**EXERCISE INSTRUCTIONS:**
#1 Reproduce word for word the part of the report on Indonesia's October trade balance that begins at the words "The trade surplus" and stops after "iron and steel.".
#2 Take the report on Indonesia's October trade surplus further from its last sentence.

**SELECTED PASSAGE:**
[Start of section]

Indonesia’s trade balance experienced an unanticipated bump in October as demand from the country’s largest Asian trading partners increased and imports of capital goods fell.
The trade surplus rose to USD5.67 billion in October, according to Statistics Indonesia (BPS), reversing a drop in the previous month that brought the balance to USD4.99 billion.
The export side was backed by shipments of crude palm oil (CPO), coal, iron and steel.
“The trade balance has remained in the surplus zone for the past 30 months, since May 2020,” BPS undersecretary for services and distribution statistics Setianto told reporters on Tuesday.
Both exports and imports grew on an annual basis in October, with exports growing 12.3 per cent to USD24.81 billion and imports growing 17.44 per cent to USD19.14 billion. In the preceding month, both measures saw more than 20 per cent year-on-year (yoy) growth. On a month-to-month (mtm) basis, exports inched up by 0.13 per cent in October, while imports fell by 3.4 per cent. The month before, the figures had seen an mtm drop of more than 10 per cent.
Fewer shipments of raw materials and capital goods to Indonesia accounted for most of the mtm decline in imports, said chief economist at private lender Bank Permata Josua Pardede.
This indicated that the domestic manufacturing sector had been reducing production in anticipation of a possible drop in demand resulting from prolonged high inflation.
The Indonesian Purchasing Managers Index (PMI), an indication of the health of the manufacturing sector, fell to 51.8 in October from 53.7 a month earlier.

[End of section]

[Source records]
[Start of section]

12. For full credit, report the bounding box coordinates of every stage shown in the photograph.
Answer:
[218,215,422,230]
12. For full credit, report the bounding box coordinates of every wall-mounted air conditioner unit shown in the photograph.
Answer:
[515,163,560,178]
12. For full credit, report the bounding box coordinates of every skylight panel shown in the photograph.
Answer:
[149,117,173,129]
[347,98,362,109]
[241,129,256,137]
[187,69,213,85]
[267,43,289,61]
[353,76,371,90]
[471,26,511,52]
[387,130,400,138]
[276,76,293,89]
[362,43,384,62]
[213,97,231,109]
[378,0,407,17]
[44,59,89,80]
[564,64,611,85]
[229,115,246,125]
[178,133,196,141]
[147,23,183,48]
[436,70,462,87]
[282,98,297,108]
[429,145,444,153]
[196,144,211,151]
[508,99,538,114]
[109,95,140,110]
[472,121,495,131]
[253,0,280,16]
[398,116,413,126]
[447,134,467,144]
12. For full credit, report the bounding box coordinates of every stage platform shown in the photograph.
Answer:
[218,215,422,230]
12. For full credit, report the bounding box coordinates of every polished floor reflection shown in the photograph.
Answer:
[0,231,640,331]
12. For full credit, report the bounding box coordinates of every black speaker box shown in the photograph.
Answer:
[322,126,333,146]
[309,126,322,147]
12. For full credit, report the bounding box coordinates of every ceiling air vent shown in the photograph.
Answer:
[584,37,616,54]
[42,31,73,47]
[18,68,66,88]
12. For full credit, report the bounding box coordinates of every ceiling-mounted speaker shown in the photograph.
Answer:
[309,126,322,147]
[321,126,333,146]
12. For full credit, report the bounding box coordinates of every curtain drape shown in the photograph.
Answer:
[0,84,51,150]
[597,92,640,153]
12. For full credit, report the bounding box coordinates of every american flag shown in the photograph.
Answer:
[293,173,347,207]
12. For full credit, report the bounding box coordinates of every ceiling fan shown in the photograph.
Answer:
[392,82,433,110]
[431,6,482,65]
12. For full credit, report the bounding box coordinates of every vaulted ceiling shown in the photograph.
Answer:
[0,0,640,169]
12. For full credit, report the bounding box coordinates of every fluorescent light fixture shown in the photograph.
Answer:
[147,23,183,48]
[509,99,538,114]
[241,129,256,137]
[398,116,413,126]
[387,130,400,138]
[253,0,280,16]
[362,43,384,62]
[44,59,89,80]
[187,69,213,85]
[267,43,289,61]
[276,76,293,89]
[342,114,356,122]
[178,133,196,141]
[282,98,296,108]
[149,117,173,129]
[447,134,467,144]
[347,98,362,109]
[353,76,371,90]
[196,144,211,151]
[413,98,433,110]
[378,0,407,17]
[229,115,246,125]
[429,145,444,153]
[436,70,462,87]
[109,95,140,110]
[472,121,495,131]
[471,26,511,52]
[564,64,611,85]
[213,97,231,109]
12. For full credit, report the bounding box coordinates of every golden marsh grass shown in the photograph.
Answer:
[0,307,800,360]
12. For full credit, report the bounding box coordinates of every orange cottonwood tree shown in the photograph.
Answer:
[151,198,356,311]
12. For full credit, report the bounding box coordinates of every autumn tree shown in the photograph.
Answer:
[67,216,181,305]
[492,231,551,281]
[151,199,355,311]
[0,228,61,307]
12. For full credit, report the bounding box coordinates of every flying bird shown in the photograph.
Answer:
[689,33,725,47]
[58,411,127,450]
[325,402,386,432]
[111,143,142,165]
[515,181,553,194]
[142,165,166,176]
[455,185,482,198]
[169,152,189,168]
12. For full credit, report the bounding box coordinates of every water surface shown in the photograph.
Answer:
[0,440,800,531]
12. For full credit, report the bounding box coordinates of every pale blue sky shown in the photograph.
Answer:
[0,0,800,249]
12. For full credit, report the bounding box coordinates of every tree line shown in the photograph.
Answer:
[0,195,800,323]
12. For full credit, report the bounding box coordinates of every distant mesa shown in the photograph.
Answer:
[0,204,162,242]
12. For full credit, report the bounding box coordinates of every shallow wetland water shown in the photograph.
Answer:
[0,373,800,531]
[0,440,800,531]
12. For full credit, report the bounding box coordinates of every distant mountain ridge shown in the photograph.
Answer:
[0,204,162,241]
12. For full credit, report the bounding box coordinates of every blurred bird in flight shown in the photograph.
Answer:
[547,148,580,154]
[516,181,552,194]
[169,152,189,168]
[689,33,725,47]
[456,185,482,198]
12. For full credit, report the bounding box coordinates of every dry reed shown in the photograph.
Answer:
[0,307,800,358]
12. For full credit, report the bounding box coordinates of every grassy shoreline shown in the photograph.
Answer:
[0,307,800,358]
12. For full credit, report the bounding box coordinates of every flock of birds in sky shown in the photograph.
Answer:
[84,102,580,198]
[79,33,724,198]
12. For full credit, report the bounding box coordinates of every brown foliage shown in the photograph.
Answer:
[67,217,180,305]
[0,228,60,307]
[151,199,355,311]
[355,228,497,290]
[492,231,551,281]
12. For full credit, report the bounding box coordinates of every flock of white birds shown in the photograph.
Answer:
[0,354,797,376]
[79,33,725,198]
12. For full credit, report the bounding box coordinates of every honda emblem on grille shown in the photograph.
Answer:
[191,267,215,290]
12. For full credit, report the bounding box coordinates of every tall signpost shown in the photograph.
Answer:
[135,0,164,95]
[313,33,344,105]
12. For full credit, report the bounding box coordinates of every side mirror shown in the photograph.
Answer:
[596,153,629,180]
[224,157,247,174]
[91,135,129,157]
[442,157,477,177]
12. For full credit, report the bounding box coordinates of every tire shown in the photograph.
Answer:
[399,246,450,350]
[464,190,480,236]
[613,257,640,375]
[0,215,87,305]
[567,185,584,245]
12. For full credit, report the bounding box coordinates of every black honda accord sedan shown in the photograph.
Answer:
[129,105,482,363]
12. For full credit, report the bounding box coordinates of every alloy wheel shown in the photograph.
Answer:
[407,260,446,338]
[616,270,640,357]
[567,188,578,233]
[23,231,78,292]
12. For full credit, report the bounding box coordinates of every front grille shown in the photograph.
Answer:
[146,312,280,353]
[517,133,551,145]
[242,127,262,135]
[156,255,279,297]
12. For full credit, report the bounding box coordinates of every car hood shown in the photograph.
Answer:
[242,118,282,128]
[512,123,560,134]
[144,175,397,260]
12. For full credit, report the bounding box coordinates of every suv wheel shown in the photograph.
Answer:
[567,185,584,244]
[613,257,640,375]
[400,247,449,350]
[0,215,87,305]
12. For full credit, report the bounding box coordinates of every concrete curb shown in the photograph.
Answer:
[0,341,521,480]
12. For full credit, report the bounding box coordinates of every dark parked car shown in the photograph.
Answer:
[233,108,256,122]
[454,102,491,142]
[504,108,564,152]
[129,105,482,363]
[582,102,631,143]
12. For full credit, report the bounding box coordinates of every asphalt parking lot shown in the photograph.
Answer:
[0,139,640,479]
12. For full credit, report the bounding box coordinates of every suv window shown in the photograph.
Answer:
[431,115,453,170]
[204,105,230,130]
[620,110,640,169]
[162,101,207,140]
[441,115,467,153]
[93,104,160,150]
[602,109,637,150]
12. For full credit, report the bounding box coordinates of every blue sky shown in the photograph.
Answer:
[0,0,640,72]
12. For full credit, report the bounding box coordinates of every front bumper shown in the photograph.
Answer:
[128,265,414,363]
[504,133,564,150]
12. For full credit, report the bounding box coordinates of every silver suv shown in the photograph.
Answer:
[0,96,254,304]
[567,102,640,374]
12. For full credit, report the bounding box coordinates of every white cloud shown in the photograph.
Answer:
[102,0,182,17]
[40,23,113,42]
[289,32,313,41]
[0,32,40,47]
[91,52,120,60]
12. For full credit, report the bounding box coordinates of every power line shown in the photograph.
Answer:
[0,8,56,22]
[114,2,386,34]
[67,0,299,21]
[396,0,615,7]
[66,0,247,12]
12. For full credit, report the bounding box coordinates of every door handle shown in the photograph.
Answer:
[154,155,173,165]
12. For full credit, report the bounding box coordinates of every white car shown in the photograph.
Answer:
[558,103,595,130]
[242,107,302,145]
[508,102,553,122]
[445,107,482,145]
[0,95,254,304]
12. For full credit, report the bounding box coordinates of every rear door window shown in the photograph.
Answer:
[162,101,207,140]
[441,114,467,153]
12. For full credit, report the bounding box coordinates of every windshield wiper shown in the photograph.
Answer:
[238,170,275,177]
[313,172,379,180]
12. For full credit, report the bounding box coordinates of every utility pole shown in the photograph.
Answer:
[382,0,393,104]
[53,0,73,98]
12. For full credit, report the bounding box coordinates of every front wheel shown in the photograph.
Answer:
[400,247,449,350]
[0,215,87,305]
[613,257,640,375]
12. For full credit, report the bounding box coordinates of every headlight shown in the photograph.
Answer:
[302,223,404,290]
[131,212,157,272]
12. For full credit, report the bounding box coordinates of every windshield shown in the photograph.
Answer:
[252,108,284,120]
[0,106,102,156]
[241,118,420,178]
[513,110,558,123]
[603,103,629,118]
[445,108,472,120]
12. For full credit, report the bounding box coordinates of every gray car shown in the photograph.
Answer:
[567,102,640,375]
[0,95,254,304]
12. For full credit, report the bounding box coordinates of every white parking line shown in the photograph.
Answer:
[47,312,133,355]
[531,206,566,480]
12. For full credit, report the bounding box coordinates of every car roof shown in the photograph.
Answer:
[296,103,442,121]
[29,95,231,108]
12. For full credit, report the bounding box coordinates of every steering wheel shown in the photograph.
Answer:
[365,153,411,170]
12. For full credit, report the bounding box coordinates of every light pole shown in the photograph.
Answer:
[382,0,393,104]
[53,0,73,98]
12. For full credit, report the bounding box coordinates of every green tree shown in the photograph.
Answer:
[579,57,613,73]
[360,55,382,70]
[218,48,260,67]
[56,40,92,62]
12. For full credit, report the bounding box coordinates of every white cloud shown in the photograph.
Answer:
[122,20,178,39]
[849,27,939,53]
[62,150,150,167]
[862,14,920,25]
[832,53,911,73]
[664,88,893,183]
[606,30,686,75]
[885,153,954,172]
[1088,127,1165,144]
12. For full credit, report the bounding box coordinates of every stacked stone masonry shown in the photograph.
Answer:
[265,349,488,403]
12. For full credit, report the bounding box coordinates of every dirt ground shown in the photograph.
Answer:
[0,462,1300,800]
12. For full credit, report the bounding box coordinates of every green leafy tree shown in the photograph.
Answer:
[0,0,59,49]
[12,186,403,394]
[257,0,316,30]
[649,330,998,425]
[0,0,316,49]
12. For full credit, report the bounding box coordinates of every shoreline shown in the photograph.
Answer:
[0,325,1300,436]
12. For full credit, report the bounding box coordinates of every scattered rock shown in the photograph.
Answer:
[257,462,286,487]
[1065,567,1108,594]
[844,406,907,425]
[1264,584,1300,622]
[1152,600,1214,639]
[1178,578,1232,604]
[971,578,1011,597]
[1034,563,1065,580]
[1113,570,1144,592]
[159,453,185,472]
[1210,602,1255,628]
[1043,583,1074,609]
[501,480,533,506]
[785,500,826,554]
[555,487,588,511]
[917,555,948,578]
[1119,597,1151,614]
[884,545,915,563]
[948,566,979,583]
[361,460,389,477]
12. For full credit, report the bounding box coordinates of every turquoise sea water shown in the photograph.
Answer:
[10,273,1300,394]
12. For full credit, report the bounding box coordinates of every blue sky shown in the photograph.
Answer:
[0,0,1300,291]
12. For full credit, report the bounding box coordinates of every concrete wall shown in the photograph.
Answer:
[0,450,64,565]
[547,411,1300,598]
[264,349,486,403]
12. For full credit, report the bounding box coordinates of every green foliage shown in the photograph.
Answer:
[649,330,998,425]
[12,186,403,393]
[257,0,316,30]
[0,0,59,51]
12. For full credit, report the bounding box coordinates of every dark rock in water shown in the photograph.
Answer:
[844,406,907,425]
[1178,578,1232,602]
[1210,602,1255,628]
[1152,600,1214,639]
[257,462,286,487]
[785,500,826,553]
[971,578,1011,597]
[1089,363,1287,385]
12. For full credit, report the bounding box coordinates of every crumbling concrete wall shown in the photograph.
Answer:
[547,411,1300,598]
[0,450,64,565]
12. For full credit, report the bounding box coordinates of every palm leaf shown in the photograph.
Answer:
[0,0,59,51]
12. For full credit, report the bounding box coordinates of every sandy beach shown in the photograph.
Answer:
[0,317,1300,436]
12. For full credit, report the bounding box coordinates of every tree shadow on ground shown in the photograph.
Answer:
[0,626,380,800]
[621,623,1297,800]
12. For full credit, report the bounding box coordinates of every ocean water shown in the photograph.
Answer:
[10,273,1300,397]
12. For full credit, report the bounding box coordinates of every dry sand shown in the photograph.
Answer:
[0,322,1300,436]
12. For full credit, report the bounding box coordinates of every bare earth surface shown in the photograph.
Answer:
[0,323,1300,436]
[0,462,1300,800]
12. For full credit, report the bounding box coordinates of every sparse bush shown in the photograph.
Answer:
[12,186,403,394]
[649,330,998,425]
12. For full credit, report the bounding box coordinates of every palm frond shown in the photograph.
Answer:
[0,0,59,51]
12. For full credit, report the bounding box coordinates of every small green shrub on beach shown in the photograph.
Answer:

[End of section]

**ANSWERS FOR THE TASKS:**
#1
The trade surplus rose to USD5.67 billion in October, according to Statistics Indonesia (BPS), reversing a drop in the previous month that brought the balance to USD4.99 billion.
The export side was backed by shipments of crude palm oil (CPO), coal, iron and steel.

#2
While imports had dropped, exports had managed to rise very slightly in October, he said, adding that prices for coal and CPO had dipped slightly but were compensated for by increases in export volumes of the two commodities.
Improved demand from India and China also helped Indonesia outperform September’s exports, Josua said, adding that recession fears had so far been concentrated in United States and Europe, while Asian demand remained more stable.
In addition, China’s recent easing of some COVID-19 restrictions is believed to have contributed to October’s increase in demand from the country.
Economist at state-owned lender Bank Mandiri Faisal Rachman said in a statement on Tuesday that the bank still expected the trade surplus to narrow by the end of the year.
He said a continuing domestic economic recovery would improve demand and lead to higher imports, while the boom in commodity prices was set to calm down amid an increased risk of the global recession.